Written task 1: Write out the mailing-list text about the Virtagent guest agent, word for word and in full.
Written task 2: Give again, unchanged, the stretch of the records from the line containing "of the patch" through the line containing "[[222, 216], [274, 256]]".

Text shown:
On 10/25/2010 05:30 AM, Andrew Beekhof wrote:
On 10/22/2010 08:45 PM, Michael Roth wrote:
This set of patches is meant to be applied on top of the Virtproxy v1
patchset.

OVERVIEW:

There are a wide range of use cases motivating the need for a guest
agent of some sort to extend the functionality/usability/control
offered by QEMU.
Some examples include graceful guest shutdown/reboot and notifications
thereof, copy/paste syncing between host/guest, guest statistics
gathering, file access, etc.

Ideally these would all be served by a single, easilly extensible
agent that can be deployed in a wide range of guests.
Virtagent is an XMLRPC server integrated into the Virtproxy guest
daemon and aimed at providing this type of functionality.

This code is very rough, and I'll to document most of the
bugs/shortcomings we're aware of in this version of the patchset.
The main goal of this RFC to get feedback on the types of core
functionality we would need in an agent of this sort, as well as
feedback on the general approach/architecture implemented here.
Any feedback is greatly appreciated however.

To start off this discussion, there have been some recent posts about
how much an agent of this sort overlaps with the goals of the Matahari
project (https://fedorahosted.org/matahari/).

Raw records:
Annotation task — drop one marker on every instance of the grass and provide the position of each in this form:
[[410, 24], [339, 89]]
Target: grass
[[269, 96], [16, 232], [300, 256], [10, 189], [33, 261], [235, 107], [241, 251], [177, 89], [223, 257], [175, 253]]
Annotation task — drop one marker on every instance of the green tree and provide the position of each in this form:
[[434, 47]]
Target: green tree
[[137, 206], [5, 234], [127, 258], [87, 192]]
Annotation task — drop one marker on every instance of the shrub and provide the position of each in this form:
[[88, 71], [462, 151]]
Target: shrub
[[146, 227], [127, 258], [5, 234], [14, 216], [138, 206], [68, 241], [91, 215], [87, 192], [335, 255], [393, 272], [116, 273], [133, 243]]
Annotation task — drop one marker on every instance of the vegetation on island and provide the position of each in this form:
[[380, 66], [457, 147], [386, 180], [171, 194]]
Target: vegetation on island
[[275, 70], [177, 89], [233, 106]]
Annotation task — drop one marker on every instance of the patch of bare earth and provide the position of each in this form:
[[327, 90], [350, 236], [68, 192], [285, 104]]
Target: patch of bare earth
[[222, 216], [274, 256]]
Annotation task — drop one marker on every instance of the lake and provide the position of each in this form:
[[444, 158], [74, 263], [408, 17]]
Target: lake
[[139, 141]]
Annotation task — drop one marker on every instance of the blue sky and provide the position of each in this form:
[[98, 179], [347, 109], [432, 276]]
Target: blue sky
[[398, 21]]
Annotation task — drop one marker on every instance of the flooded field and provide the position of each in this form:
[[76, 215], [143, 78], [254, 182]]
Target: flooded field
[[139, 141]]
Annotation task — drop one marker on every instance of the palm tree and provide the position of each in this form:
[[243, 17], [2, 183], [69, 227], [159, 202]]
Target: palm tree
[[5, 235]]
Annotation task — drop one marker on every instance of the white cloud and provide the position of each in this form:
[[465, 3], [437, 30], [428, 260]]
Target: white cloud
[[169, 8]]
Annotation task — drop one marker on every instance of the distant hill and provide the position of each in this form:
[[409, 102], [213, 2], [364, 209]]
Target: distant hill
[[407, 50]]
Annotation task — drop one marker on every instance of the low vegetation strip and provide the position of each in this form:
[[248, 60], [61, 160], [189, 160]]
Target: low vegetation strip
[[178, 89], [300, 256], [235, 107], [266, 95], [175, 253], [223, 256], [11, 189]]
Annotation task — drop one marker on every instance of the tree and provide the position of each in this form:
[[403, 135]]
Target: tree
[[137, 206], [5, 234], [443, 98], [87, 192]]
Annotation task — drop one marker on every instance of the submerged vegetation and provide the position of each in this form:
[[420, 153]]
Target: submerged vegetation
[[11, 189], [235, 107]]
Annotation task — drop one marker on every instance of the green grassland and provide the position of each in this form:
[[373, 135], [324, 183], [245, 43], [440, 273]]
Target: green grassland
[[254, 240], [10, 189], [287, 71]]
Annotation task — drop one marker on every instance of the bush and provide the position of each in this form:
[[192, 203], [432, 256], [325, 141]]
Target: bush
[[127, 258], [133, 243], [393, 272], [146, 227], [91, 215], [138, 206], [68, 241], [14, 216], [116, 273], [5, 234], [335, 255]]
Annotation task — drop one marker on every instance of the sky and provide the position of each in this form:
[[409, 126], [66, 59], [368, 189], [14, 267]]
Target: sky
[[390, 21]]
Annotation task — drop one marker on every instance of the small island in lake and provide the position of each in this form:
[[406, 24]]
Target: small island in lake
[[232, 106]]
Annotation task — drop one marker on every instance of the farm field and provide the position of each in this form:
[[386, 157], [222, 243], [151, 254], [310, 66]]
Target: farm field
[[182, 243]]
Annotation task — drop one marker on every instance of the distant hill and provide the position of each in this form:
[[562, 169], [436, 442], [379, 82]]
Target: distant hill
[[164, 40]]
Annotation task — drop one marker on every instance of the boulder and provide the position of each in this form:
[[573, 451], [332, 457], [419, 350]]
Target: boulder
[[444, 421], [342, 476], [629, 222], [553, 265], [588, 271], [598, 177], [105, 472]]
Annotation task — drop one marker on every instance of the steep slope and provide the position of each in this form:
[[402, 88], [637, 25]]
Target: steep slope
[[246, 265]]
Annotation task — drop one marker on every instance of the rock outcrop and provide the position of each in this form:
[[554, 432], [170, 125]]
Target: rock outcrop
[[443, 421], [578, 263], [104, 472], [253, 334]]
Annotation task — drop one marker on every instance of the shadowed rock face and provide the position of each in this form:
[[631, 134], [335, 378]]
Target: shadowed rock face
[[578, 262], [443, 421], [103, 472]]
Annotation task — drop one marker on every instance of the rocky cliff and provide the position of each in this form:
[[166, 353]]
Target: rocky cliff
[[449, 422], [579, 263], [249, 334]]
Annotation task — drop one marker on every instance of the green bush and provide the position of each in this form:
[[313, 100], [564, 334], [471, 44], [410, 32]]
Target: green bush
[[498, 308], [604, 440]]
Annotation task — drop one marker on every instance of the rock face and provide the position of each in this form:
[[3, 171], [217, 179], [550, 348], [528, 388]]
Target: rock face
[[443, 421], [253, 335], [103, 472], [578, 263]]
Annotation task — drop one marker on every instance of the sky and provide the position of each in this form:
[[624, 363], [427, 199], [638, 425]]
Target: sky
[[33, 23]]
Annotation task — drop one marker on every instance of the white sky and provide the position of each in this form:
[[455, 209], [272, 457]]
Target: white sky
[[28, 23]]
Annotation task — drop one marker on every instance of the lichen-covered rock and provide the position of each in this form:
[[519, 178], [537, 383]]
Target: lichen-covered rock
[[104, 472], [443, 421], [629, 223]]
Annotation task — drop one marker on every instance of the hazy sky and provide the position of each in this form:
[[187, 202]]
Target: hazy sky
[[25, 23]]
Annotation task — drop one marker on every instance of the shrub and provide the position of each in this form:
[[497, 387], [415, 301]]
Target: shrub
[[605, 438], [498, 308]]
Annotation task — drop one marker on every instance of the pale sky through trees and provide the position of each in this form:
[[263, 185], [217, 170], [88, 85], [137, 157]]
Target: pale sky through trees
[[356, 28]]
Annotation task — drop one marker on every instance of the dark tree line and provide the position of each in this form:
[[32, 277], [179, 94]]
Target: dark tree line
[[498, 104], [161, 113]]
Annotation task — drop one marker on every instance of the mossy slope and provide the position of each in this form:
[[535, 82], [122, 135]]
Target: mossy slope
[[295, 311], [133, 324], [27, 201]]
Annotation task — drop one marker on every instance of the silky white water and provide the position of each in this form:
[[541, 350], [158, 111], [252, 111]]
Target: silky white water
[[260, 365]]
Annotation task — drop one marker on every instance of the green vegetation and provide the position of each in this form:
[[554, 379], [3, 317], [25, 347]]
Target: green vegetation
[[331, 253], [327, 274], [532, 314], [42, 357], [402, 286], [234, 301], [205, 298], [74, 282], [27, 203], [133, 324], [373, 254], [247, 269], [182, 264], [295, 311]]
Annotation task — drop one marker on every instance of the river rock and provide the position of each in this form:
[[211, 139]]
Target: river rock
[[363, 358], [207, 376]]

Full solution 1:
On 10/25/2010 05:30 AM, Andrew Beekhof wrote:
On 10/22/2010 08:45 PM, Michael Roth wrote:
This set of patches is meant to be applied on top of the Virtproxy v1
patchset.

OVERVIEW:

There are a wide range of use cases motivating the need for a guest
agent of some sort to extend the functionality/usability/control
offered by QEMU.
Some examples include graceful guest shutdown/reboot and notifications
thereof, copy/paste syncing between host/guest, guest statistics
gathering, file access, etc.

Ideally these would all be served by a single, easilly extensible
agent that can be deployed in a wide range of guests.
Virtagent is an XMLRPC server integrated into the Virtproxy guest
daemon and aimed at providing this type of functionality.

This code is very rough, and I'll to document most of the
bugs/shortcomings we're aware of in this version of the patchset.
The main goal of this RFC to get feedback on the types of core
functionality we would need in an agent of this sort, as well as
feedback on the general approach/architecture implemented here.
Any feedback is greatly appreciated however.

To start off this discussion, there have been some recent posts about
how much an agent of this sort overlaps with the goals of the Matahari
project (https://fedorahosted.org/matahari/).

Full solution 2:
Annotation task — drop one marker on every instance of the patch of bare earth and provide the position of each in this form:
[[327, 90], [350, 236], [68, 192], [285, 104]]
Target: patch of bare earth
[[222, 216], [274, 256]]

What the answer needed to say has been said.